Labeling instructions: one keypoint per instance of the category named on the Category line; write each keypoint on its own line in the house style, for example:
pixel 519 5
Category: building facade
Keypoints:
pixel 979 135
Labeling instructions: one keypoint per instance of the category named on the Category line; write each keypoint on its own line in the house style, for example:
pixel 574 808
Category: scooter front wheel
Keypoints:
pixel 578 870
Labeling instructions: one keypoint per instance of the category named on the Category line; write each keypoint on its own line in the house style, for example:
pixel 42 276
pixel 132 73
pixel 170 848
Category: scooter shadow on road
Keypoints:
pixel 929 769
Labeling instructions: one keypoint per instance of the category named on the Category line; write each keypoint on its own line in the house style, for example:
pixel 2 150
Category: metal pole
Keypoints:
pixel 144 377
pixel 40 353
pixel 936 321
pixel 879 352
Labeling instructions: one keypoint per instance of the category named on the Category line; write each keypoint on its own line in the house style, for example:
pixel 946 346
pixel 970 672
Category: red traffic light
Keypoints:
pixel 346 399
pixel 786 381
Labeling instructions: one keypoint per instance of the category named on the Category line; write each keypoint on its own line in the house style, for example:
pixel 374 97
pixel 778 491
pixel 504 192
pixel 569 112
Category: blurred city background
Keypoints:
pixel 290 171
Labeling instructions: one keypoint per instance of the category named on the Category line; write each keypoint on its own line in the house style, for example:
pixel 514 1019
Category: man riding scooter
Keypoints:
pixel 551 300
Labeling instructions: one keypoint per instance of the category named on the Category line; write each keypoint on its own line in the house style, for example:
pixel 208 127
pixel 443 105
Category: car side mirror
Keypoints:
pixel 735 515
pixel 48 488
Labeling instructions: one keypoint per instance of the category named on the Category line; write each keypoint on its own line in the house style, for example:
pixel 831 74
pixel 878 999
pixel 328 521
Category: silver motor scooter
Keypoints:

============================================================

• [Exercise goal] Rewrite all the records above, changing each "Labeling instructions" to "Annotation guidelines" and leaving every other line as it stands.

• [Answer to the task]
Annotation guidelines: one keypoint per instance of the category named on the Category line; write each keypoint on its own line in the house style, for example:
pixel 519 5
Category: building facade
Keypoints:
pixel 979 135
Annotation guidelines: one keypoint per instance of the category named on the Category line; write each keypoint on its own line in the house style, for example:
pixel 574 808
Category: scooter front wheel
Keypoints:
pixel 578 870
Annotation guidelines: one keypoint per instance of the category named on the Category line; write each keypoint on its own line in the house style, for example:
pixel 42 276
pixel 132 73
pixel 170 848
Category: scooter shadow on road
Keypoints:
pixel 929 769
Annotation guidelines: one keypoint per instance of the category named on the Category line; write each keypoint on its own line in the house style, for example:
pixel 2 150
Category: metal pole
Keypoints:
pixel 144 377
pixel 40 353
pixel 936 321
pixel 879 352
Annotation guidelines: one keypoint per instance of the category named on the Category line; write each keypoint on its own line in the house style, for example:
pixel 946 346
pixel 970 672
Category: red traffic light
Keypoints:
pixel 346 399
pixel 786 381
Annotation guidelines: one keypoint per instance of the category named on the Category line; write each keypoint on its own line in the house style, for example:
pixel 374 97
pixel 778 491
pixel 504 192
pixel 569 112
Category: blurred city background
Keypoints:
pixel 290 171
Annotation guidelines: one keypoint per instance of the category named on the Category line; write each keypoint on its own line in the house style, for example:
pixel 514 1019
Category: man riding scooter
Keypoints:
pixel 551 300
Annotation guidelines: one keypoint per instance of the category named on the Category line; write each keypoint on its own line in the house style, for example:
pixel 208 127
pixel 443 105
Category: car side mirror
Keypoints:
pixel 735 515
pixel 48 488
Annotation guidelines: one keypoint per instance of the category named on the Category line; write each keypoint on its own line in the house style, for example:
pixel 831 74
pixel 878 999
pixel 328 521
Category: silver motor scooter
Keypoints:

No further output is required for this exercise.